#### [Task set]
**a)** In the text on the eye and the cosmos below, whose work from nearly a century earlier did Kepler defend and elaborate upon?
**b)** Continue the text on the eye as a small world from its final sentence.

#### [Article]
— Start —
Du Laurens sees the image of political authority in the eyes’ structure, and, in this section, I will turn to the eye’s resemblance to the cosmos. As the corporeal world and its light were proper objects in the eyes, its shape, order, and structure and its similarity to the shape, order, and structure of the world carried with it a powerful set of correspondences that shaped the sense of sense.

It is interesting that the revolutions in both theories of the microcosmic eye and theories of the macrocosm occur at roughly the same time and through the influence of Johannes Kepler. Following his contribution to the science of each, there would be revolutions in each that de-centered the central component within both systems. Kepler is probably best known for his contribution to the radical revolution in early modern science that, when elaborated and built upon, overturned the Ptolemaic conception of cosmography. Kepler challenged the Ptolemaic model and defended and elaborated upon the work of Nicholaus Copernicus of nearly a century before. The eventual adoption of the Copernican system with the earth no longer situated at the center of the cosmos de-centered the Earth and its inhabitants within the frame of the universe.

The world turned upside down: A man whose eyes have been turned inward from Bartisch.

The world turned upside down: A man whose eyes have been turned inward from Bartisch.

Less discussed, however, is the revolution Kepler accomplishes in his optical anatomy, which, I argue, remains linked to, and might prove more important than, his role in creating a revolution of the heavens. Discussed lesser still are the changes occurring from roughly 1543 to 1619 of optical anatomy itself. Kepler plays a role in revolutions in both the macrocosm and the microcosm. These dual revolutions and their relationship with the elaborate systems of correspondences in pre-scientific eras that linked microcosm to macrocosm, give me occasion to return to the structure of the Galenic eye and the mediate early modern eye.

The spherical shape of the eye and the placement or near placement of the crystalline humor in its center makes the eye a prime candidate for analogical relationships between the microcosm of the eye and the macrocosm. Such a correspondence did not escape the notice of Helkiah Crooke, who, although he challenges vision’s position as the superior sense, draws on Galen to describe the beautiful structure of the eye, explaining that the primacy of vision might depend, in part, on its shape as well as upon its being a microcosm. Crooke says,

[Galen,] being a man of great and profound knowledge, … considered that the Eye was the true Microcosme or Little world in respect of their exact roundnesse and revolutions: wherein besides the Membranes which I dare boldly call the seaven Spheres of Heaven, there be also the foure Elements found. (Crooke [652][i]).
— End —
#### [Information shown]
— Start —
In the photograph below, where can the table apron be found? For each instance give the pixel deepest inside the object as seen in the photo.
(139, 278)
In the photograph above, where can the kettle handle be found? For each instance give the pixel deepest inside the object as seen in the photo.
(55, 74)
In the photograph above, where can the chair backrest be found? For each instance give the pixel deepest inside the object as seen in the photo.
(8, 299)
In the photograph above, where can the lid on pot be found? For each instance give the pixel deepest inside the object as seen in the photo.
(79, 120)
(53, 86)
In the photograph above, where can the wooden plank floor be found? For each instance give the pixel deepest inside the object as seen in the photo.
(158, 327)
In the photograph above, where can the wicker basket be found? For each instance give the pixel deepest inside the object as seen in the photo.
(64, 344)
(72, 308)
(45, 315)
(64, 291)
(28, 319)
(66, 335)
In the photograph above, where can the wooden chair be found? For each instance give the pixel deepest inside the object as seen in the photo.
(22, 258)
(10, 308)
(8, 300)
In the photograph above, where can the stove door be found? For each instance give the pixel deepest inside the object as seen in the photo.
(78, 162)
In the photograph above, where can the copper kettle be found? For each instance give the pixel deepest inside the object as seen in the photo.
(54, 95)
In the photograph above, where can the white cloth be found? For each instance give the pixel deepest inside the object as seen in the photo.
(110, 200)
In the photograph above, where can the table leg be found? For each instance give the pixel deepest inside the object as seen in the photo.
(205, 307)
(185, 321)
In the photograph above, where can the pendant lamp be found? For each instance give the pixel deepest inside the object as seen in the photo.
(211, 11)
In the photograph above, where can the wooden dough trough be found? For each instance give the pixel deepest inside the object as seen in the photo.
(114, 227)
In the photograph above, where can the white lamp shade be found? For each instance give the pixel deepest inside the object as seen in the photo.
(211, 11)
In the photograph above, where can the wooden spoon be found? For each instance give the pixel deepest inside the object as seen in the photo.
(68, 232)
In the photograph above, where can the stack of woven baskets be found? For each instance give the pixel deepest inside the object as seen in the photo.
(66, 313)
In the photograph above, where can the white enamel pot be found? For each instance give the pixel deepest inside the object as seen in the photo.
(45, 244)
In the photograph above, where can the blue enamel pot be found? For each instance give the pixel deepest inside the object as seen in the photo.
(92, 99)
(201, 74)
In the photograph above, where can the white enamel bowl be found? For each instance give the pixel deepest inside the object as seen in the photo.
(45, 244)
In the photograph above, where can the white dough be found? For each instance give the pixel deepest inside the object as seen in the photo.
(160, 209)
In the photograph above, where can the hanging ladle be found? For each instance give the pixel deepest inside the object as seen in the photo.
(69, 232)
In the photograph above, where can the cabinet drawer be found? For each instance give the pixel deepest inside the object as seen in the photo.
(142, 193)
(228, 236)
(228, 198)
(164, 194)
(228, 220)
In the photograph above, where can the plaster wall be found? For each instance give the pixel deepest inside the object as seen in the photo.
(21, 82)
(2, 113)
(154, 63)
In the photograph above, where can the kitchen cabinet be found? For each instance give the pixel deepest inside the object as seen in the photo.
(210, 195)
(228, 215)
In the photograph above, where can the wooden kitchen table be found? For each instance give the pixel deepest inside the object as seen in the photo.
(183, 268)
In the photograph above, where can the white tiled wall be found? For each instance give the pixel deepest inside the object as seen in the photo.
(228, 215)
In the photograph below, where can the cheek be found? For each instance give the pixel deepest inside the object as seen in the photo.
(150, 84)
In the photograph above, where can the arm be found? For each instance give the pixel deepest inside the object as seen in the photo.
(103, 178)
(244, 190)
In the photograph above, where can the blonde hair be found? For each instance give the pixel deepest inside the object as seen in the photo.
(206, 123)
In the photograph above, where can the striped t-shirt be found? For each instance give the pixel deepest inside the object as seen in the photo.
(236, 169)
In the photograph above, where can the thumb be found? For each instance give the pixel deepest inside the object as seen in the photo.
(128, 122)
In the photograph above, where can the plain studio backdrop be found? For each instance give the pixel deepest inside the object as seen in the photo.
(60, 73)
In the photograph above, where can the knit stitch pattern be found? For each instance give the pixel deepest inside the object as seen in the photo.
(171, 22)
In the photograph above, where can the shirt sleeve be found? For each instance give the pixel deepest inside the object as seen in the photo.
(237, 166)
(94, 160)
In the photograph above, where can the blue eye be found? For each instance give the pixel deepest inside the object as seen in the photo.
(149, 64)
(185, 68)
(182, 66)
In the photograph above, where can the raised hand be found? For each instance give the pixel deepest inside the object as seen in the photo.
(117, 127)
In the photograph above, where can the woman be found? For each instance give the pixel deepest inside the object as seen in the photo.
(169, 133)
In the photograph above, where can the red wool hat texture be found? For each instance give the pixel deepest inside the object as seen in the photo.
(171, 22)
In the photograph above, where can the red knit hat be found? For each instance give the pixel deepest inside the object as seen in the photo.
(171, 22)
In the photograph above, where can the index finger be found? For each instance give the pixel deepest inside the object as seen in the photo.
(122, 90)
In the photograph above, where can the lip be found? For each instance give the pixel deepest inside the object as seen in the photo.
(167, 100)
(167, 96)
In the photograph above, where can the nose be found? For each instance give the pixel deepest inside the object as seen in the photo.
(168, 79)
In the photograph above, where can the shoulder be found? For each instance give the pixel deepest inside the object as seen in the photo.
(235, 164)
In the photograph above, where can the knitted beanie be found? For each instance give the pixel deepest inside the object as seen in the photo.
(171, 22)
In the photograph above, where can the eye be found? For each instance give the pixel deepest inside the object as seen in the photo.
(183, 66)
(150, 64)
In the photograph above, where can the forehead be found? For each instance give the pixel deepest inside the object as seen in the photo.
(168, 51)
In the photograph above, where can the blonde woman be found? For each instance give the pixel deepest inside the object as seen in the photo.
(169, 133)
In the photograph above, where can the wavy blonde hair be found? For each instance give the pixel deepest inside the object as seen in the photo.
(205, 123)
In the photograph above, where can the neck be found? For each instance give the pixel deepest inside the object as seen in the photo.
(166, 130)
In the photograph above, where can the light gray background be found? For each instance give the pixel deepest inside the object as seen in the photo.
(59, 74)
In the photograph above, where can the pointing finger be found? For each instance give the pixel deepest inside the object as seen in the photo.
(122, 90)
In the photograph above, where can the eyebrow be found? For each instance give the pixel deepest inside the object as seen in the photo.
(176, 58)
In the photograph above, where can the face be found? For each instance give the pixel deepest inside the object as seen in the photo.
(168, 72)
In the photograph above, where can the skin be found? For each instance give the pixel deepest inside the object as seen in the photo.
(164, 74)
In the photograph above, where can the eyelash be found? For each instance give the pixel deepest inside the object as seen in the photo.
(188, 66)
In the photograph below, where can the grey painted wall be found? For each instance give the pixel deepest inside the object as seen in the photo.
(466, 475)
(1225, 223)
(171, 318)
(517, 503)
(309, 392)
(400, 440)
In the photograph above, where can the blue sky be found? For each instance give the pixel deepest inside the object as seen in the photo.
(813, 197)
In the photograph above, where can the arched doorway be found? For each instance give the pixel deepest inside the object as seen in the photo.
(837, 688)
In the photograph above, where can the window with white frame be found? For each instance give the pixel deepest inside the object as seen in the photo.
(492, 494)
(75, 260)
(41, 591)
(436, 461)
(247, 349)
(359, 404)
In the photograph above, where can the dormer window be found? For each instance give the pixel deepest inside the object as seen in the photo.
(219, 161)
— End —
#### [Responses for each task]
**a)** Nicholaus Copernicus

**b)**
The “exact roundnesse and revolutions” of the eyes commend them not only as reflections of the macrocosm’s perfection, but also, by virtue of that correspondence, speak to the “excellencie” and nobility of the sense of sight. Crooke notes in an earlier section devoted to the “admirable proportion of [man’s] parts” and the human body as a microcosm that

in this proportion of his parts, you shall finde both a circular figure, which is of all other the most perfect; and also the square, which in the rest of the creatures you shall not observe. (Crooke 6).

In this description of Virtuvian man, Crooke notes that the circle and sphere are “the most perfect” shapes. In many descriptions of the Galenic eye, the perfectly spherical eye and the perfectly centered and spherical crystalline humor bespeak the eye’s importance and grandeur. In emphasizing the human eye’s perfectly spherical shape, Crooke follows both the Galenic eye and the mediate early modern eye’s emphasis on the perfectly orbicular shape. Just as the heavens in a geocentric Ptolemaic system consisted in concentric perfect spheres, the structure of the eye follows that postulated heavenly structure.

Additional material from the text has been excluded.